== YOUR ASSIGNMENT ==
Could you restate word for word every line from the one containing "# place one" to the end of the records, and nothing else?

== DATA SUPPLIED ==
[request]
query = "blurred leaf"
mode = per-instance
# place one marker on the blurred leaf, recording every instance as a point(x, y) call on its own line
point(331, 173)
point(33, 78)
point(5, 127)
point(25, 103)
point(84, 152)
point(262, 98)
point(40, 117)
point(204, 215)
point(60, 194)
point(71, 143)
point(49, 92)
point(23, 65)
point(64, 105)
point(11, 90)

== ANSWER TO THE EXERCISE ==
# place one marker on the blurred leaf, recording every instance as a point(x, y) call on its own line
point(331, 173)
point(33, 78)
point(5, 127)
point(25, 103)
point(84, 152)
point(262, 98)
point(40, 117)
point(204, 215)
point(60, 194)
point(71, 143)
point(49, 92)
point(23, 65)
point(64, 105)
point(11, 90)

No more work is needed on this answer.